• [SHORT TASK A]:
Show each line of the rows below that contains the word "golden", with case counting.
══ SELECTED EXTRACT
Spoiler Alert! Please click off of this page if you haven’t seen the film yet and want to enjoy seeing how the film subjects did on their journey.
In August, 2013 the cast and crew reunited in New York City, and we pulled out the camera. Here are updates on all three film subjects and the filmmakers.
Brian is still a bachelor, but now his fridge is stocked with delicious produce since moving back to California, where delicious fresh vegetables and fruits abound.
He still loves eating out, but he enjoys getting creative in the kitchen too. Since he started the project, he hasn’t consciously consumed any farm animal products but would sometimes still eat sea animals on and off. Once he attended his first sneak peek screening of Vegucated, though, he was inspired to go from “pescetegan” back to full-on vegan and has been ever since.
He originally came on board with the project so he could lose weight and look good for his burgeoning acting career. He didn’t expect to have a 30-point drop in blood pressure or an 18-point drop in LDL cholesterol.
════
══ INPUT MATERIAL
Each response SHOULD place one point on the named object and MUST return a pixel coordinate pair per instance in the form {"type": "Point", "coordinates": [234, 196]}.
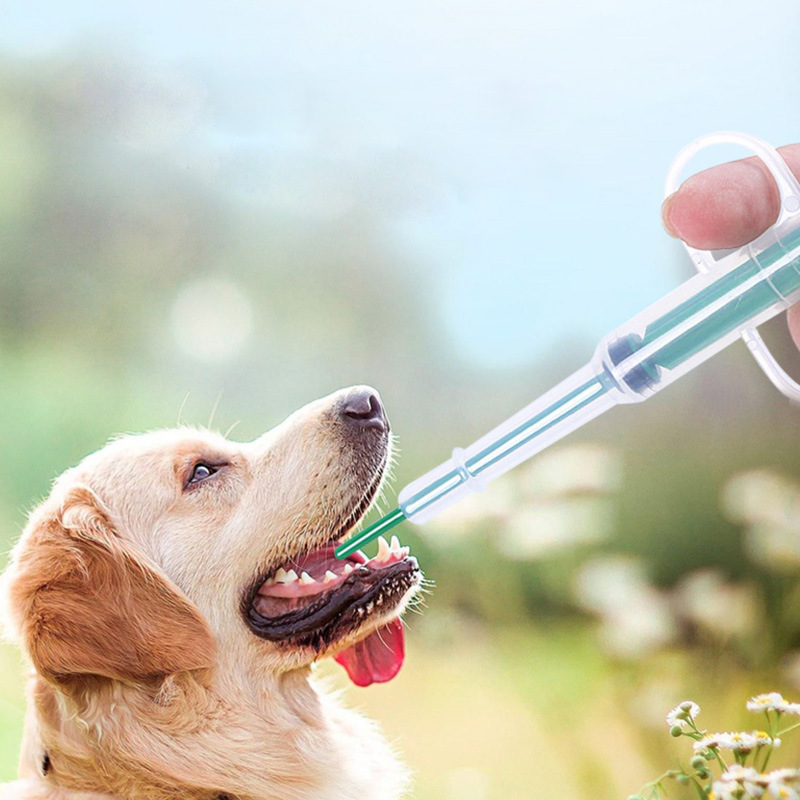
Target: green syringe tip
{"type": "Point", "coordinates": [385, 523]}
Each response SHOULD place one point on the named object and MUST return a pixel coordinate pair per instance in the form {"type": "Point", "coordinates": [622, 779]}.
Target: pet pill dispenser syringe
{"type": "Point", "coordinates": [728, 299]}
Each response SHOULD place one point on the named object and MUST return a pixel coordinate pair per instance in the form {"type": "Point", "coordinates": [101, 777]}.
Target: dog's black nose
{"type": "Point", "coordinates": [362, 408]}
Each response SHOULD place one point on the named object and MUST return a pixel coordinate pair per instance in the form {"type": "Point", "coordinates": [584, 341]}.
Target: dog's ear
{"type": "Point", "coordinates": [84, 603]}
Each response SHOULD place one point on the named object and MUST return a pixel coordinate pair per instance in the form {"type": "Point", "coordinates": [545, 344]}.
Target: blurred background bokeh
{"type": "Point", "coordinates": [233, 208]}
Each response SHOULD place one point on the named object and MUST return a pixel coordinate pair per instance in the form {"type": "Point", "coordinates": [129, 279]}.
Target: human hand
{"type": "Point", "coordinates": [728, 206]}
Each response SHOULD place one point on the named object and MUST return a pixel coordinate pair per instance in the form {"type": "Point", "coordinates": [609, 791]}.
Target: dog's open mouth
{"type": "Point", "coordinates": [316, 599]}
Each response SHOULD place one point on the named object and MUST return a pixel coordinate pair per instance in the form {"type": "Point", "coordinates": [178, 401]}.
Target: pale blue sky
{"type": "Point", "coordinates": [545, 128]}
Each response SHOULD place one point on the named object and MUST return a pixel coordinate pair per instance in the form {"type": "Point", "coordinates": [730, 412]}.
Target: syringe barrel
{"type": "Point", "coordinates": [703, 315]}
{"type": "Point", "coordinates": [655, 348]}
{"type": "Point", "coordinates": [576, 400]}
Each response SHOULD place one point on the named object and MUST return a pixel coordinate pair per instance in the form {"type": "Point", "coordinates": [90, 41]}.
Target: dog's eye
{"type": "Point", "coordinates": [201, 472]}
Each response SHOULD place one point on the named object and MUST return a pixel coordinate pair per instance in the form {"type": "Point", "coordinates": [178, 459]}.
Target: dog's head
{"type": "Point", "coordinates": [180, 550]}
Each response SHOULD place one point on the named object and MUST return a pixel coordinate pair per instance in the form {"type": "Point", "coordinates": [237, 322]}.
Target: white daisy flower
{"type": "Point", "coordinates": [726, 790]}
{"type": "Point", "coordinates": [748, 777]}
{"type": "Point", "coordinates": [784, 775]}
{"type": "Point", "coordinates": [772, 701]}
{"type": "Point", "coordinates": [682, 713]}
{"type": "Point", "coordinates": [740, 741]}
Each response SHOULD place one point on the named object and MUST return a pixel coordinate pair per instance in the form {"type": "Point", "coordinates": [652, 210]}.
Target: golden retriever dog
{"type": "Point", "coordinates": [171, 595]}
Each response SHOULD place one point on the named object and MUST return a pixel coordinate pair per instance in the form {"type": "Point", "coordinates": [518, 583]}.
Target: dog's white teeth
{"type": "Point", "coordinates": [384, 551]}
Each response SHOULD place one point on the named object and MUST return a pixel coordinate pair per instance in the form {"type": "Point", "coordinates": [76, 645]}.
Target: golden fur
{"type": "Point", "coordinates": [124, 592]}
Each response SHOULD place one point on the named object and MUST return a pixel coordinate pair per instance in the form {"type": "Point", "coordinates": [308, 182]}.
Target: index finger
{"type": "Point", "coordinates": [729, 205]}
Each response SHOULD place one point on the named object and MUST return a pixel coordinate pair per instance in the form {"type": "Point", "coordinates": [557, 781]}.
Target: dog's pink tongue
{"type": "Point", "coordinates": [377, 658]}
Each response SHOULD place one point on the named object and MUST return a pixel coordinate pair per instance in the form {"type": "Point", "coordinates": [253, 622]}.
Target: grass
{"type": "Point", "coordinates": [510, 713]}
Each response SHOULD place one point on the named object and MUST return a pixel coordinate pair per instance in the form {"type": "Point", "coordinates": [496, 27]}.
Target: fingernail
{"type": "Point", "coordinates": [666, 216]}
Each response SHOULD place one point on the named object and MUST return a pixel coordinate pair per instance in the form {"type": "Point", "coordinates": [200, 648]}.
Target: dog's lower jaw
{"type": "Point", "coordinates": [335, 753]}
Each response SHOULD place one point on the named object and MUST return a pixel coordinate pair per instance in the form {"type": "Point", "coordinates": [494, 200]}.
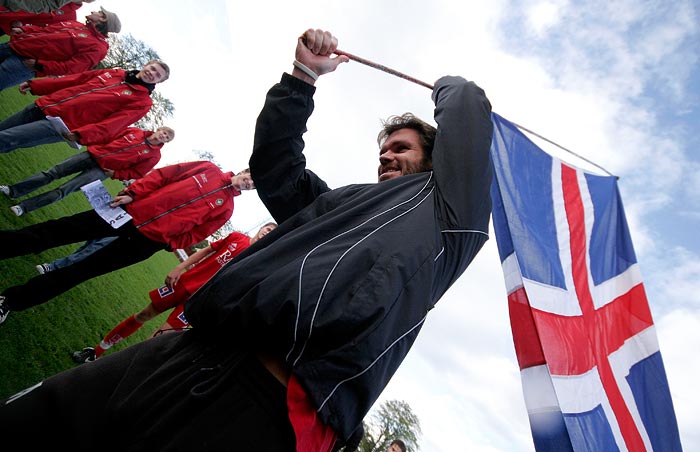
════
• [SHORT TASK B]:
Repeat the whole cast update above, word for word.

• [FINISHED ANSWER A]:
Target: golden retriever dog
Target: golden fur

• [FINISHED ANSWER B]:
Spoiler Alert! Please click off of this page if you haven’t seen the film yet and want to enjoy seeing how the film subjects did on their journey.
In August, 2013 the cast and crew reunited in New York City, and we pulled out the camera. Here are updates on all three film subjects and the filmmakers.
Brian is still a bachelor, but now his fridge is stocked with delicious produce since moving back to California, where delicious fresh vegetables and fruits abound.
He still loves eating out, but he enjoys getting creative in the kitchen too. Since he started the project, he hasn’t consciously consumed any farm animal products but would sometimes still eat sea animals on and off. Once he attended his first sneak peek screening of Vegucated, though, he was inspired to go from “pescetegan” back to full-on vegan and has been ever since.
He originally came on board with the project so he could lose weight and look good for his burgeoning acting career. He didn’t expect to have a 30-point drop in blood pressure or an 18-point drop in LDL cholesterol.